The Effete Society

Published on January 30, 2005 by Bruce Fein

John Kenneth Galbraith’s fretting over an affluent society was misconceived.

The greatest danger to the United States is an effete society. Indulgence, excess, hedonism, aimlessness, and whining are pervasive. Ambition, responsibility, perseverance, and moderation are disparaged or renounced. But a great nation cannot endure with a culture that celebrates decadence and softness over loftiness and toughness. A national creed that acclaims the hero over the anti-hero must be inculcated to escape the fate of Rome.

The reinstatement of an obesity lawsuit against McDonald’s by the United States Court of Appeals for the Second Circuit exemplifies the effete society. In Pelman v. McDonald’s Corporation (January 25, 2005), two gluttonous youths, by their respective parents, sued the Golden Arches bemoaning their girths, diabetes, coronary heart disease, high blood pressure, elevated cholesterol intake, and related cancers. The obese plaintiffs insinuated that McDonald’s signature high caloric menu would have been resisted in favor of a more nutritional diet if they had known that regularly consuming Big Macs, fries, and a large coke with no exercise would yield suboptimal health. According to a unanimous three-judge panel of the second circuit, that insinuation was sufficient to state a claim of deception under section 349 of the New York General Business Law.

══════════

**Work task:** Do these statements agree with the essay on the effete society? Answer each yes or no and quote the deciding words. 1. The lawsuit against McDonald's was reinstated by the Court of Appeals for the Second Circuit. 2. The three judges were divided on the case. 3. The essay names an affluent society as the greatest danger to the United States.

**Listed entries:**
══════════

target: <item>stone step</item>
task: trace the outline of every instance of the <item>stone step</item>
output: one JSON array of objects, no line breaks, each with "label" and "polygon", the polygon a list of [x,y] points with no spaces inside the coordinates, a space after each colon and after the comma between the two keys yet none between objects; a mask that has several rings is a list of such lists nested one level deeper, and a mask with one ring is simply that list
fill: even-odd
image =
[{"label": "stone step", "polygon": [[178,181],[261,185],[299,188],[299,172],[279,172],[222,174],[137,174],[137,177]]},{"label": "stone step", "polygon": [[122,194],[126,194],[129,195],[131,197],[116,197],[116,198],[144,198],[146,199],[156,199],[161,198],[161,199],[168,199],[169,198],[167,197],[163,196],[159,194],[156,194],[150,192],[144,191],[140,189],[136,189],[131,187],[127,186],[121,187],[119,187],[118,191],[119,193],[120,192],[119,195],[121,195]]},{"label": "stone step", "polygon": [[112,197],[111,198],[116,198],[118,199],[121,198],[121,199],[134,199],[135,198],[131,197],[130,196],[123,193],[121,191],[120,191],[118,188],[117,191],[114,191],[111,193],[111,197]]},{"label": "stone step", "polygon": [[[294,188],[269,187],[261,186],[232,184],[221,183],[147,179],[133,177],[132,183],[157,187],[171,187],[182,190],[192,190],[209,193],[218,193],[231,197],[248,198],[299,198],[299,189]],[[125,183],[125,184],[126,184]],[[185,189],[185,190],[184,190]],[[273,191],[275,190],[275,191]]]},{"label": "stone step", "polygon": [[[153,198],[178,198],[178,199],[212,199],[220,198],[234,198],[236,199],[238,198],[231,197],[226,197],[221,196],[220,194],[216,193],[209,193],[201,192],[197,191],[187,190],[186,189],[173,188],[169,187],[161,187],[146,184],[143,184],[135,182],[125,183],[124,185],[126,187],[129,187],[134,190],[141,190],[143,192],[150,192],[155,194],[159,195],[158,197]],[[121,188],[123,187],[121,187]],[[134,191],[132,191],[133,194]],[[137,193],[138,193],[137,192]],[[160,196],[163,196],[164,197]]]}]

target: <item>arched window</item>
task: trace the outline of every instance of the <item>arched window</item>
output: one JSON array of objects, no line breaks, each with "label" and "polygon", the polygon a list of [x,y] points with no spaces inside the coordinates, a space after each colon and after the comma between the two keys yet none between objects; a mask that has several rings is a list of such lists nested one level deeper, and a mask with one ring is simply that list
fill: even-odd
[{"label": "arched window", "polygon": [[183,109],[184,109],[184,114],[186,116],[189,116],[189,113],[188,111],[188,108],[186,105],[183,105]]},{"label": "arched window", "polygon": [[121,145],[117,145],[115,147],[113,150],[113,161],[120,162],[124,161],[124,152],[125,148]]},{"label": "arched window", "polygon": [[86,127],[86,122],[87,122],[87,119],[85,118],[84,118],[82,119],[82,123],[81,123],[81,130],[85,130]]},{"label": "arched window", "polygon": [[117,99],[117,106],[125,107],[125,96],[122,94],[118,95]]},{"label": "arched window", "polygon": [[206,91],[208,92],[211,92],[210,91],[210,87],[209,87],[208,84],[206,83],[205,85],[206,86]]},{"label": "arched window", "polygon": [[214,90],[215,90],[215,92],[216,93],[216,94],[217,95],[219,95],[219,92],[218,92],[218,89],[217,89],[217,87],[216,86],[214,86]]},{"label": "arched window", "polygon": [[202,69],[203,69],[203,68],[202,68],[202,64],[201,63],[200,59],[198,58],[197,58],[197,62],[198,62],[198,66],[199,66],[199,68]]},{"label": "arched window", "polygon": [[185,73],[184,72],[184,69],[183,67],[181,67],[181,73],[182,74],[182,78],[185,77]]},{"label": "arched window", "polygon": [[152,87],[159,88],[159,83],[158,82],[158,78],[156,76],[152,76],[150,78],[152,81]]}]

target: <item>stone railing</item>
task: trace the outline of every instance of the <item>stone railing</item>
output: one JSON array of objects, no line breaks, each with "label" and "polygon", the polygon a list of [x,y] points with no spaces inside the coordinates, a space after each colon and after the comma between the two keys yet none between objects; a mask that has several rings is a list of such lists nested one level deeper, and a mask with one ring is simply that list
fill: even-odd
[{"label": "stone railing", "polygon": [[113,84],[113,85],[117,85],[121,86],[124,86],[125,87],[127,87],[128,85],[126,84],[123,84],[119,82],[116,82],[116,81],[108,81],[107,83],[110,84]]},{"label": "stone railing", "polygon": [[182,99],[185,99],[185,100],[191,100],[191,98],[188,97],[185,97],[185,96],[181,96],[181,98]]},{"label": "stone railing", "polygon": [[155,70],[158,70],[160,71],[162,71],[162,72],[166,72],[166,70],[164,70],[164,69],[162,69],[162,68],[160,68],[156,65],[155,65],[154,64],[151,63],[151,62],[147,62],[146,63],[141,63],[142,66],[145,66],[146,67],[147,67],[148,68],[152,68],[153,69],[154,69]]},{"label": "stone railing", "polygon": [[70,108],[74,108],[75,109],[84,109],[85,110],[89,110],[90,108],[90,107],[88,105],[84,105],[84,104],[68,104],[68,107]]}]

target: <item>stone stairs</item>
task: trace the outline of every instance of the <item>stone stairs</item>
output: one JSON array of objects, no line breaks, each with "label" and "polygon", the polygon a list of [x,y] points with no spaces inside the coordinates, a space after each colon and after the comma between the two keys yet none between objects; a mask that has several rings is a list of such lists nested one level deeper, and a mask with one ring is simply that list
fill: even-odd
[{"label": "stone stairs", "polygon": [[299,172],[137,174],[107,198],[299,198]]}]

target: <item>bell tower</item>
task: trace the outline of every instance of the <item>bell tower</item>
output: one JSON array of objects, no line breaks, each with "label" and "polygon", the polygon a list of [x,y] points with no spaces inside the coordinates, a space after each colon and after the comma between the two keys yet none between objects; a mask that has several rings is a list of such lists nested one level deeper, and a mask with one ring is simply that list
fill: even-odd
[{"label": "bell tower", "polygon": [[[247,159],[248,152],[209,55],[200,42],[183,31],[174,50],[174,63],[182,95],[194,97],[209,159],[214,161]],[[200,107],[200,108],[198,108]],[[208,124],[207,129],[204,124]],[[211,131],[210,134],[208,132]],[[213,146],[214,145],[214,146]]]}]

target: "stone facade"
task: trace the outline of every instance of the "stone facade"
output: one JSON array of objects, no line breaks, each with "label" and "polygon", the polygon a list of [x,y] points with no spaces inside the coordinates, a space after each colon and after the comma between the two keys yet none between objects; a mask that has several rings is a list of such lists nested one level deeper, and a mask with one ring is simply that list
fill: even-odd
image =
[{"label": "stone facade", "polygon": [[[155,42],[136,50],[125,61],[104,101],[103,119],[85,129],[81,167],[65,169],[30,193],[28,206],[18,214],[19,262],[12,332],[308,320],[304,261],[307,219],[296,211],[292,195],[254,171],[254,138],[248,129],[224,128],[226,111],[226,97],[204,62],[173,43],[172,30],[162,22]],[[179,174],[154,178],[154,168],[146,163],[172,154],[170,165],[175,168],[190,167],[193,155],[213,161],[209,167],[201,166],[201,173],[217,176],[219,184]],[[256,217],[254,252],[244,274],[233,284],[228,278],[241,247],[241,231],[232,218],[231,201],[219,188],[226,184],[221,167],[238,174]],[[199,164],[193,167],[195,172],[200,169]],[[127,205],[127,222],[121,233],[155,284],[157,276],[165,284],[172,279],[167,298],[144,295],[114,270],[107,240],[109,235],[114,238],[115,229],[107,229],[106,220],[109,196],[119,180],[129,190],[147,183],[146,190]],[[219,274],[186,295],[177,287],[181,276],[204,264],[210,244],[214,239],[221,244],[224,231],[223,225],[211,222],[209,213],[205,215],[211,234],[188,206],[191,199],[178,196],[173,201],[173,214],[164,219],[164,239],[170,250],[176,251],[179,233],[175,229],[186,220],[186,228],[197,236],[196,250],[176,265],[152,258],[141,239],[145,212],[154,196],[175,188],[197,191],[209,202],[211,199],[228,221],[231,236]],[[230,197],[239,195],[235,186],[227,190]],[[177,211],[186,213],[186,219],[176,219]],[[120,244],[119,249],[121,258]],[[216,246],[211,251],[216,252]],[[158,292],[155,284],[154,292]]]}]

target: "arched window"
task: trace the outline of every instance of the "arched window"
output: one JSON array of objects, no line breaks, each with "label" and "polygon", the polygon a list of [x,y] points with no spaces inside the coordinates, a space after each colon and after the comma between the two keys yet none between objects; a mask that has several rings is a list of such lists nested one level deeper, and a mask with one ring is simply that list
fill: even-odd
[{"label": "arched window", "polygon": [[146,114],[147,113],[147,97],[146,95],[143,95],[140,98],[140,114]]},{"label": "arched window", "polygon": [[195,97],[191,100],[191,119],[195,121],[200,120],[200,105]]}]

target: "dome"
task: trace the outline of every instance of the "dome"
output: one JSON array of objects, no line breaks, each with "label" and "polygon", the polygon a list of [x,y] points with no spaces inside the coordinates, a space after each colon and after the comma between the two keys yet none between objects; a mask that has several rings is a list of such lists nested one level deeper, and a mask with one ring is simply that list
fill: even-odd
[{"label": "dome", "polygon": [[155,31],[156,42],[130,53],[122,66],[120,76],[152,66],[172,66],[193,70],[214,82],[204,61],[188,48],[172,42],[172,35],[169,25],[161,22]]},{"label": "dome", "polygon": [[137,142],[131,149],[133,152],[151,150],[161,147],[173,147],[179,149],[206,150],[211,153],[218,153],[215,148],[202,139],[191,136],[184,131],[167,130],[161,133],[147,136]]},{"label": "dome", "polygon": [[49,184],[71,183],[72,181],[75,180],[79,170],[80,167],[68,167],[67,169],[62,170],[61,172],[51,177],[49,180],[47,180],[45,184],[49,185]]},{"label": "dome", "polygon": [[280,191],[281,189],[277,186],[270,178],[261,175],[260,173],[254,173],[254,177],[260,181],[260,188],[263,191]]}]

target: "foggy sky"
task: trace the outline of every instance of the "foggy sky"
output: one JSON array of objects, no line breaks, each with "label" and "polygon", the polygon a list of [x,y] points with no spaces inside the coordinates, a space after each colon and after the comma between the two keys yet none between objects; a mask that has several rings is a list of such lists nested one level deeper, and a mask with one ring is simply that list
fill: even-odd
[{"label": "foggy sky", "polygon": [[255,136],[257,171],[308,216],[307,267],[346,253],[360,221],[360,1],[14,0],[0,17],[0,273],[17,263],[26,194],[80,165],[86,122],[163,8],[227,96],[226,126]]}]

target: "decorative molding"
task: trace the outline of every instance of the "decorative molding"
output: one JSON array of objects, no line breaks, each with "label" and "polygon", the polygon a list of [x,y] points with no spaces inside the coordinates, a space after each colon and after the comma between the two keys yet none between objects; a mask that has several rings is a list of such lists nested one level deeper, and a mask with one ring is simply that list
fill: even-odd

══════════

**Exercise response:**
1. Yes: "The reinstatement of an obesity lawsuit against McDonald’s by the United States Court of Appeals for the Second Circuit"
2. No: "According to a unanimous three-judge panel of the second circuit"
3. No: "The greatest danger to the United States is an effete society."